§ Exercise directions: Repeat the entire listing exactly as written.
***** Task input
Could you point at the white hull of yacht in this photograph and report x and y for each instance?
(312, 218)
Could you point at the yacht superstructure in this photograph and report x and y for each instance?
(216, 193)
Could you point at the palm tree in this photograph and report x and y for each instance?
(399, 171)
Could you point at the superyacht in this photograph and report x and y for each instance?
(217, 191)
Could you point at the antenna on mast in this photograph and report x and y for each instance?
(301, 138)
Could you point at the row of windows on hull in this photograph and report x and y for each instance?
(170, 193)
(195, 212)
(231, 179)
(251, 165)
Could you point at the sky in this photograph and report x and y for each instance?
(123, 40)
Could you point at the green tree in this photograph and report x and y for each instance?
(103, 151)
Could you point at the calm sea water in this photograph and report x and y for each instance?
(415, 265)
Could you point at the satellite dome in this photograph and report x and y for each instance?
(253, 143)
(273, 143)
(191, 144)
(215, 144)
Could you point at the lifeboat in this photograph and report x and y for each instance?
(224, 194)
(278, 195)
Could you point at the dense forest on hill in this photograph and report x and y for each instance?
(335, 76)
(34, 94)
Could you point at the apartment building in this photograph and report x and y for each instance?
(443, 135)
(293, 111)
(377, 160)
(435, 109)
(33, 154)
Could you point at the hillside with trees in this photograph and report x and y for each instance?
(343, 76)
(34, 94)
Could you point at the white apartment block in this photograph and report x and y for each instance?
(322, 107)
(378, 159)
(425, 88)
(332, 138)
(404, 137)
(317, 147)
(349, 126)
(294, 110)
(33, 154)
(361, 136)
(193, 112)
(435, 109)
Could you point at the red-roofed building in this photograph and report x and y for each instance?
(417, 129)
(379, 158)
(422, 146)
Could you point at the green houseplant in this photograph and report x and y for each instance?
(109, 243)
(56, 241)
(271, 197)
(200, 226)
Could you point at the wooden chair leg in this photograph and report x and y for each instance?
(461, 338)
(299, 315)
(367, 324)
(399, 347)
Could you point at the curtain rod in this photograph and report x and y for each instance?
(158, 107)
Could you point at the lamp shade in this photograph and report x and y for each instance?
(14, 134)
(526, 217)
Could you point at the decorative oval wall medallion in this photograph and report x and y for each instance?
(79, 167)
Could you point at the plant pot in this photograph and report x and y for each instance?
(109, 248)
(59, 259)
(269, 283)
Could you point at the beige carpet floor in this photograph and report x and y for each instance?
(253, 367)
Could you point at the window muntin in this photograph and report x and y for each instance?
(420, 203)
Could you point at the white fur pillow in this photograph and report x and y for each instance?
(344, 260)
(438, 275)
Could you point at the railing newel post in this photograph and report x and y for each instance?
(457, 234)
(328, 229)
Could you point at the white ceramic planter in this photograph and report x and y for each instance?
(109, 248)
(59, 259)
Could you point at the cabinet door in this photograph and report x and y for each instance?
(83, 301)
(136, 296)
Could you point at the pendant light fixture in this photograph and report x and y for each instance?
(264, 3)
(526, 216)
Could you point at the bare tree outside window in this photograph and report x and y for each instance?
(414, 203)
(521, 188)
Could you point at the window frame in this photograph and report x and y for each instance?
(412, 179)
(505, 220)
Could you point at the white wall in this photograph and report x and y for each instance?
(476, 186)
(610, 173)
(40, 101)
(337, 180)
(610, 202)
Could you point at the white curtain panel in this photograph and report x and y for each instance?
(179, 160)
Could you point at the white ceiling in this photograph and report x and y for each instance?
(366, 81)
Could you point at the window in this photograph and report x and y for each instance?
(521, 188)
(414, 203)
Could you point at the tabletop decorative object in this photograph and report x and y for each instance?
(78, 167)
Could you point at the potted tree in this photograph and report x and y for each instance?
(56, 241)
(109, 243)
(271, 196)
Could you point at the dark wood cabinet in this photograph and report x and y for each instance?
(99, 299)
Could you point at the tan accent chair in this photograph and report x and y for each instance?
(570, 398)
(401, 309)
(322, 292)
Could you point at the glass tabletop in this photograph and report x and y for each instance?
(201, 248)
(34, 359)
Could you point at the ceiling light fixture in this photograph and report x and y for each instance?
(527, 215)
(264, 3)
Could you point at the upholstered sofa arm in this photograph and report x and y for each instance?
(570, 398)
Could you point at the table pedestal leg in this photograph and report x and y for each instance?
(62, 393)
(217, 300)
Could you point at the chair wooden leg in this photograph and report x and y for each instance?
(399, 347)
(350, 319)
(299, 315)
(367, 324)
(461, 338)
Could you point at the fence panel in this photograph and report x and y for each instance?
**********
§ Task output:
Could you point at the white hull of yacht in this photograph and report x and y for each instance?
(312, 218)
Could you point at the yacht superstructure in this photograph and report x and y for each instance?
(216, 193)
Could you point at the palm tree in this photograph and report x and y for each instance?
(399, 171)
Could you point at the superyacht in this photograph and report x and y for each instance?
(217, 191)
Could you point at the antenna on mast in this photograph and report x and y for each instance?
(301, 138)
Could you point at the row of windows on hull in this photograph and report x and y for each instance?
(170, 193)
(195, 212)
(231, 179)
(251, 165)
Could you point at the sky in this photograph and report x and y for each instance?
(123, 40)
Could you point at the green tree in this photograph and report x and y for each instance?
(103, 151)
Could you point at the calm sea water in this photograph and report x and y for each instance?
(415, 265)
Could you point at the satellite dome in this photograph and report x and y for each instance?
(253, 143)
(273, 143)
(191, 144)
(215, 144)
Could you point at the lifeboat in this photograph and report x and y for each instance?
(224, 194)
(278, 195)
Could you point at the dense forest on hill in this photograph and report x and y for each instance?
(335, 76)
(34, 94)
Could you point at the apartment building in this photograph and report x and y for each instance?
(443, 135)
(293, 111)
(377, 160)
(435, 109)
(33, 154)
Could you point at the hillside with trees in this photograph and report x and y for each instance?
(343, 76)
(34, 94)
Could you point at the white apartment block in this photograph and report x and y for each instance?
(322, 107)
(378, 159)
(425, 88)
(332, 138)
(404, 137)
(317, 147)
(349, 126)
(294, 110)
(33, 154)
(361, 136)
(193, 112)
(435, 109)
Could you point at the red-roofed building in this photograph and report x and y for each instance?
(417, 129)
(379, 158)
(422, 146)
Could you point at the green houseplant in this photograph and report x and y for each instance?
(109, 243)
(56, 241)
(271, 197)
(200, 226)
Could you point at the wooden chair leg in this photograph and report x and y for each instance?
(461, 338)
(299, 315)
(367, 324)
(399, 347)
Could you point at the curtain rod in this photograph and report x and y for each instance?
(158, 107)
Could you point at the lamp shade in this photograph and report x and y for each instance?
(14, 134)
(526, 217)
Could you point at the decorative oval wall medallion in this photograph and report x and y for each instance?
(79, 167)
Could you point at the plant pot in this photograph and report x and y for each instance?
(109, 248)
(59, 259)
(269, 283)
Could you point at the beige carpet floor in this photograph and report x and y for each instance?
(253, 367)
Could you point at the window muntin in this photograph and report x and y for each instance?
(420, 203)
Could you point at the white fur pillow in this photograph and report x and y for each instance?
(344, 260)
(438, 275)
Could you point at the railing newel post in this photograph and report x and y for each instance?
(457, 234)
(328, 229)
Could you point at the white ceramic planter in this photograph and report x and y for each instance?
(109, 248)
(59, 259)
Could you point at the cabinet door in this photograph and report x and y for each instance?
(83, 301)
(136, 296)
Could you point at the pendant light fixture in this photograph and report x and y for each instance?
(264, 3)
(526, 216)
Could you point at the bare tree outside window in this photograph and report x and y for each instance?
(414, 203)
(521, 188)
Could you point at the window frame in this photograph and report x and y for each instance?
(412, 179)
(505, 220)
Could you point at the white wall in this photograph and report x and y for each instance?
(476, 186)
(610, 173)
(40, 101)
(337, 180)
(610, 202)
Could you point at the white curtain panel in this photograph and report x and y for each instance?
(179, 160)
Could you point at the white ceiling in this photograph and report x and y for each instance?
(366, 81)
Could you point at the window in this photograph and report x and y for each instance?
(521, 188)
(414, 203)
Could you point at the tabletop decorative object in this photograph and report x and y for each instance?
(78, 167)
Could you point at the potted tree in this photograph and report x and y for each instance?
(56, 241)
(109, 243)
(271, 196)
Could you point at the dark wood cabinet in this photograph and report x and y for each instance?
(99, 299)
Could you point at the tan accent chair in this photograph and report x and y for each instance?
(570, 398)
(401, 309)
(322, 292)
Could you point at the glass tabletop in this photograph and report x and y for each instance?
(201, 248)
(34, 359)
Could you point at the ceiling light fixture in this photograph and report x and y for each instance?
(527, 215)
(264, 3)
Could you point at the upholstered sofa arm in this photograph and report x and y for each instance?
(570, 398)
Could you point at the table pedestal leg in this photograph and report x and y for each instance?
(62, 393)
(217, 300)
Could you point at the chair wooden leg in this photograph and report x and y for each instance?
(399, 347)
(350, 319)
(299, 315)
(367, 324)
(461, 338)
Could you point at the fence panel in this photograph and report x and y for each instance?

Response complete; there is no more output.